** begin Data records **

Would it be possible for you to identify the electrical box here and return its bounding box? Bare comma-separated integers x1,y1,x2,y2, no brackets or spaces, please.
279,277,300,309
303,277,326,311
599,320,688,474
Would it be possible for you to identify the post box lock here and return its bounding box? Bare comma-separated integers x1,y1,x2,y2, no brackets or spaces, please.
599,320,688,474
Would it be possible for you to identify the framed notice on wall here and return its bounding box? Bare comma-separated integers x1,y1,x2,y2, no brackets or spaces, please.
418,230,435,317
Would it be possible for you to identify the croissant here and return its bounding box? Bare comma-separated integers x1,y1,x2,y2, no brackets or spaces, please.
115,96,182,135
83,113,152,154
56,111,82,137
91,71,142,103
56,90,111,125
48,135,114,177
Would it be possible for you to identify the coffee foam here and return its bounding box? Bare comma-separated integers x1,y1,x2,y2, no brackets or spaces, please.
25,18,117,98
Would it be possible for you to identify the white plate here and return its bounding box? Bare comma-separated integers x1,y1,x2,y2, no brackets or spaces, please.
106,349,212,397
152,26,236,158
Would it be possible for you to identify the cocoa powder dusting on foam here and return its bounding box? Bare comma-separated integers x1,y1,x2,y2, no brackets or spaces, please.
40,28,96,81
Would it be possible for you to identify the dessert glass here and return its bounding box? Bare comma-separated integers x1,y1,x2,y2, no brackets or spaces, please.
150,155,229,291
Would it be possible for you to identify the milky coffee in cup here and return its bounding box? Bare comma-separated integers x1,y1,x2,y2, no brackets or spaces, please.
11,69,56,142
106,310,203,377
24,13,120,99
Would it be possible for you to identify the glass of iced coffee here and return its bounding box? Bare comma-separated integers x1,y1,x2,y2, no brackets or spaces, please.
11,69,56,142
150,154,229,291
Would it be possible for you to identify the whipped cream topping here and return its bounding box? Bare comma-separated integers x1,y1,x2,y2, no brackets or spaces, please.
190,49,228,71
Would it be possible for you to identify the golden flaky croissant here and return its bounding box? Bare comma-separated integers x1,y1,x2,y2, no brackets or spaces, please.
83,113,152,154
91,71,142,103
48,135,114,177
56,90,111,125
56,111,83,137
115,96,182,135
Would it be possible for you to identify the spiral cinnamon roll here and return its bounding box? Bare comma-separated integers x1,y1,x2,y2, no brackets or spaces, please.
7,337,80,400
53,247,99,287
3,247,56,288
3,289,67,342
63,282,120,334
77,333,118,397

** end Data records **

**Problem details**
Recast every one of the entries above as a two-column CSV with the headers text and answer, one row per entry. Put each entry's wording and its answer in their own quoted fields, and replace any line breaks with spaces.

**Problem solution**
text,answer
"Would it be possible for you to identify the electrical box here and return its bounding box? Bare comma-separated integers x1,y1,x2,y2, no brackets or spaces, please.","279,277,300,309 303,277,326,311 599,320,688,474"
"Would it be possible for you to identify the post box lock here and return its bounding box? Bare comma-separated integers x1,y1,x2,y2, no brackets or spaces, please.","599,320,688,474"
"Would it be possible for you to identify the framed notice on wall here and return its bounding box? Bare comma-separated integers x1,y1,x2,y2, no brackets or spaces, please.","418,230,435,317"
"Would it be possible for you to identify the croissant here and return its bounding box? Bare comma-separated integers x1,y1,x2,y2, no brackets or spaces, please.","115,96,182,135 83,113,152,154 56,111,82,137 91,71,142,103 56,90,111,125 48,135,114,177"
"Would it be possible for you to identify the coffee foam here and return its bounding box? Bare comma-separated integers x1,y1,x2,y2, no brackets or spaces, please.","25,18,117,98"
"Would it be possible for you to identify the white plate here and return its bounding box? Bare comma-separated integers x1,y1,x2,y2, no brackets or spaces, please.","106,349,212,397 152,26,236,158"
"Would it be possible for you to identify the cocoa powder dusting on foam here and return its bounding box? Bare comma-separated integers x1,y1,x2,y2, no brackets or spaces, please.","40,28,96,81"
"Would it be possible for you to identify the dessert glass here and return its bounding box? Bare comma-separated integers x1,y1,x2,y2, no brackets or spaces, please.","150,155,229,291"
"Would it be possible for you to identify the milky coffee in cup here and return its bounding box? Bare comma-separated integers x1,y1,x2,y2, no brackets or spaces, please.","11,69,56,142 106,310,203,377 24,13,120,99"
"Would it be possible for you to identify the glass of iced coffee here and return its bounding box? Bare comma-separated integers x1,y1,x2,y2, no brackets or spaces, please.","11,69,56,142 150,154,229,291"
"Would it be possible for you to identify the whipped cream topping here and return its bounding box? Bare comma-separated integers x1,y1,x2,y2, no brackets or spaces, please.","190,49,228,71"
"Would it be possible for you to identify the golden flaky croissant here and return its bounding box? Bare comma-separated integers x1,y1,x2,y2, no brackets or spaces, please.","83,113,152,154 91,71,142,103 48,135,114,177 56,90,111,125 56,111,83,137 115,96,182,135"
"Would it be possible for you to identify the spiral cinnamon roll here and return its bounding box? Bare comma-separated integers x1,y1,x2,y2, no brackets or spaces, please.","7,337,80,400 53,247,99,287 3,247,56,288 3,289,67,342 63,282,120,334 77,333,118,397"